Tugas Tertulis -> Tolong ringkas paragraf kutipan halaman tentang kaum santri yang diawali "Ketiga, Sila Persatuan Indonesia" menjadi daftar poin singkat yang tetap memuat fakta-fakta utamanya.

━━━ Kutipan Halaman

Ketiga, Sila Persatuan Indonesia. Jauh sebelum berdirinya NKRI, kaum santri sudah menunjukkan sinyal positif terkait persatuan dan kesatuan. Walisongo berdakwah secara santun, sehingga Islamisasi di Nusantara berjalan dengan damai, tanpa “dinodai” oleh pertumpahan darah. Pada masa penjajahan Belanda hingga Jepang, kaum santri tidak pernah absen membela negara untuk meraih kemerdekaan. Pasca kemerdekaan, ketika Tentara Sekutu dan NICA (Netherlands-Indies Civil Administrative) mendarat di Jakarta, Semarang, Surabaya dan Sumatra, 29 September 1945; sedangkan pemerintah Indonesia tidak melakukan perlawanan yang nyata terhadap aksi tersebut, maka diadakanlah Rapat Besar Wakil-Wakil Daerah Nahdlatul Ulama seluruh Jawa dan Madura, 21-22 Oktober 1945, yang mengajukan Resolusi Jihad yang intinya mewajibkan setiap umat muslim untuk membela dan mempertahankan kemerdekaan Indonesia. Salah satu dampak nyata dari Resolusi Jihad adalah Peristiwa 10 November 1945 di Surabaya yang dikomando oleh Bung Tomo. Oleh sebab itu, tidak heran jika tanggal 22 Oktober 1945 dijadikan sebagai acuan untuk menetapkan Hari Santri Nasional melalui KEPPRES Nomor 22 Tahun 2015.

━━━━━━
━━━ Data yang Diberikan

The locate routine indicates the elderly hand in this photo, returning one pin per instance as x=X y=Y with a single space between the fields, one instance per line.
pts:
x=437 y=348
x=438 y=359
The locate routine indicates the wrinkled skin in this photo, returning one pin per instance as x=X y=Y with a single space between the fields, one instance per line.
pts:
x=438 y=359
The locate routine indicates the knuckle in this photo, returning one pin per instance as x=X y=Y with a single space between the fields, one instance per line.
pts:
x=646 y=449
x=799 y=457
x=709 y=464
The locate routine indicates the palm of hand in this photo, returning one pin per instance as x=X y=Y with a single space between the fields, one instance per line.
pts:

━━━━━━

Penyelesaian Soal ->
- Sebelum NKRI berdiri, kaum santri sudah menunjukkan sinyal positif terkait persatuan dan kesatuan.
- Walisongo berdakwah secara santun sehingga Islamisasi di Nusantara berlangsung damai tanpa pertumpahan darah.
- Pada masa penjajahan Belanda hingga Jepang, kaum santri selalu ikut membela negara demi kemerdekaan.
- Pada 29 September 1945, Tentara Sekutu dan NICA mendarat di Jakarta, Semarang, Surabaya, dan Sumatra, sementara pemerintah Indonesia tidak melakukan perlawanan nyata.
- Rapat Besar Wakil-Wakil Daerah Nahdlatul Ulama se-Jawa dan Madura pada 21–22 Oktober 1945 mengajukan Resolusi Jihad, yang mewajibkan setiap umat muslim membela dan mempertahankan kemerdekaan Indonesia.
- Salah satu dampak nyatanya adalah Peristiwa 10 November 1945 di Surabaya yang dikomando Bung Tomo.
- Tanggal 22 Oktober 1945 menjadi acuan penetapan Hari Santri Nasional melalui KEPPRES Nomor 22 Tahun 2015.